→ **Exercise description**: Copy the items from the start through the line containing "x=393, y=208", requests included, and give only those lines. Multiply every coordinate in the answers by 1.35, rounding to whole numbers with halves rounded up.

╔══

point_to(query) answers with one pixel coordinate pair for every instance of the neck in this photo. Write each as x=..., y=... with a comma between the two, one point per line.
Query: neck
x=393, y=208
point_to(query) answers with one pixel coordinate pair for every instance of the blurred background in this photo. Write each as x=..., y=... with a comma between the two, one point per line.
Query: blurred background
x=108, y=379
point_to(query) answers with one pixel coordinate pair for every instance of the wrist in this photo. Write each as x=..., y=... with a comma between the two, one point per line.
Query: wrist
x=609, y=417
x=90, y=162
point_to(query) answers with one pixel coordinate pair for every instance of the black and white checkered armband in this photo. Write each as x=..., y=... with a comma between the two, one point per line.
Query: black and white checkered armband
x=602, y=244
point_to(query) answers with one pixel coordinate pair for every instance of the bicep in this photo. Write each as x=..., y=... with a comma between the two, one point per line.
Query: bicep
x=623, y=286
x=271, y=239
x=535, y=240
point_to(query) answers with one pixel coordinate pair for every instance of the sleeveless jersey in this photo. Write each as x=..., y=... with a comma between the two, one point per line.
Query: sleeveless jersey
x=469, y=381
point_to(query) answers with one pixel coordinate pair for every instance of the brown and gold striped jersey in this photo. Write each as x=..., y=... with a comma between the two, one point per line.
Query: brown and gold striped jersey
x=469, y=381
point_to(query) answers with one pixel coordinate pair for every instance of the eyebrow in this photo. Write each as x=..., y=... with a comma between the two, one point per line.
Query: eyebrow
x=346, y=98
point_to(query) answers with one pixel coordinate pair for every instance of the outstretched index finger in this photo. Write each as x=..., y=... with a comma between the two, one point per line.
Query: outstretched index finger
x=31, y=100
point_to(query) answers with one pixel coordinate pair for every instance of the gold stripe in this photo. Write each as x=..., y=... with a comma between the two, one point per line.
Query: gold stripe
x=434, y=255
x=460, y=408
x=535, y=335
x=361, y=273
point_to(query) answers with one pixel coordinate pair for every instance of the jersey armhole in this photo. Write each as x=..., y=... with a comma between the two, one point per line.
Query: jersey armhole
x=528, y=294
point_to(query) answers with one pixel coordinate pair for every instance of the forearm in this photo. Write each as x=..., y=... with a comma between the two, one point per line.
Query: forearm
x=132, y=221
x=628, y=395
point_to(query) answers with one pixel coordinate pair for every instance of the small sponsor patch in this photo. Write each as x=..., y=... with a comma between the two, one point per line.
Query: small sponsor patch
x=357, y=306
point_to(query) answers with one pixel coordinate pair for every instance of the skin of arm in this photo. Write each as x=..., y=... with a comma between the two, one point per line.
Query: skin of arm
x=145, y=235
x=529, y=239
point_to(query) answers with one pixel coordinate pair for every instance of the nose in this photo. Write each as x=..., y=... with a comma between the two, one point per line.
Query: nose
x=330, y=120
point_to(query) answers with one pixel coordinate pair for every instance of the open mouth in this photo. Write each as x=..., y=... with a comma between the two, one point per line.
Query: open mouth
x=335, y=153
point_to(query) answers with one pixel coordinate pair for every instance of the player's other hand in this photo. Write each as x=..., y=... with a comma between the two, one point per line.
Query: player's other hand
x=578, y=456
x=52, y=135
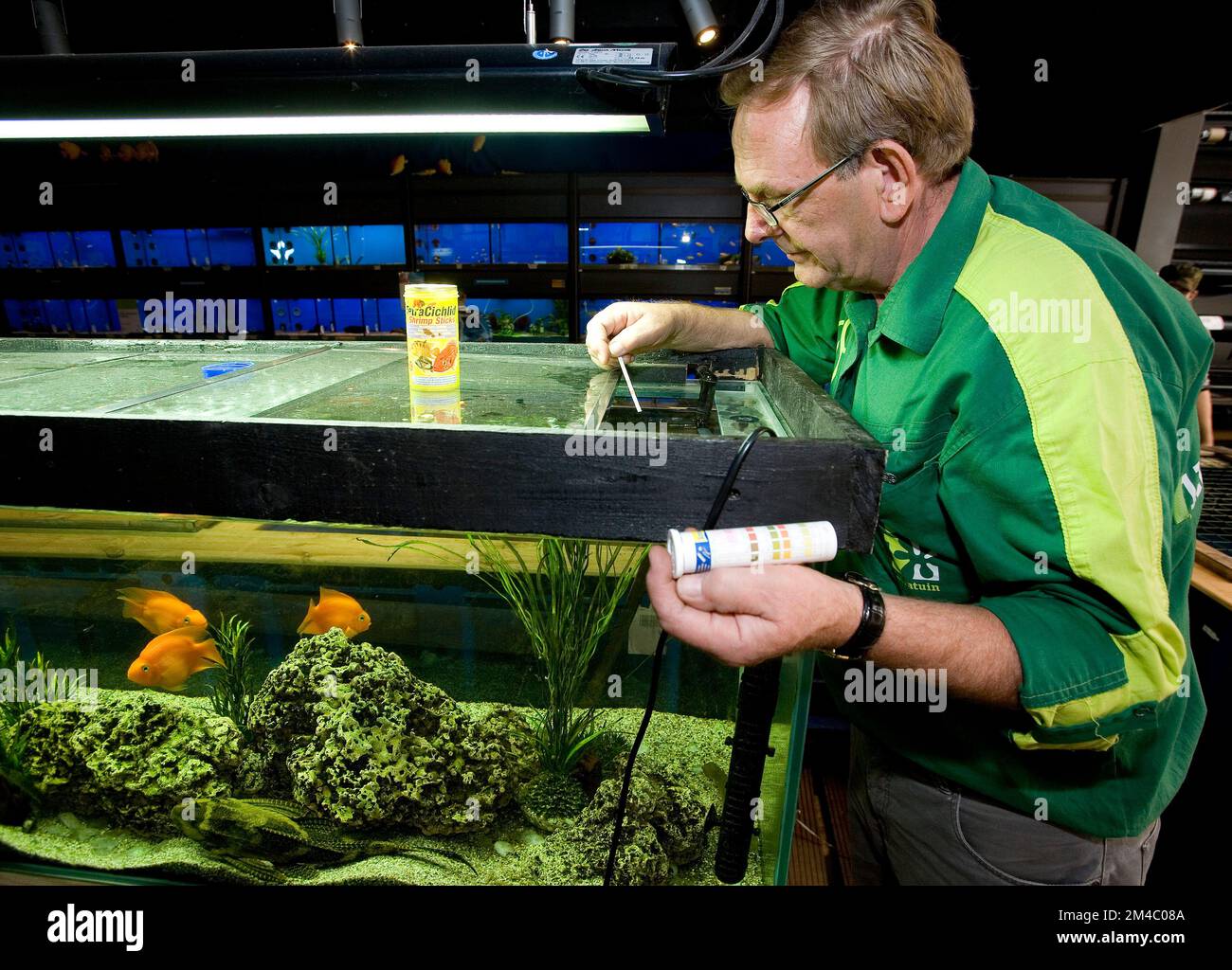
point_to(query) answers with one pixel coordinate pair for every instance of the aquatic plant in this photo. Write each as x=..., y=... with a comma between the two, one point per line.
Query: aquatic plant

╚══

→ **Exercise result**:
point_to(query) answers with one pixel coordinate pair for every instance of the neck in this photo. Write each as x=..., y=... with a comma between the two, one point per line.
Query: neck
x=531, y=281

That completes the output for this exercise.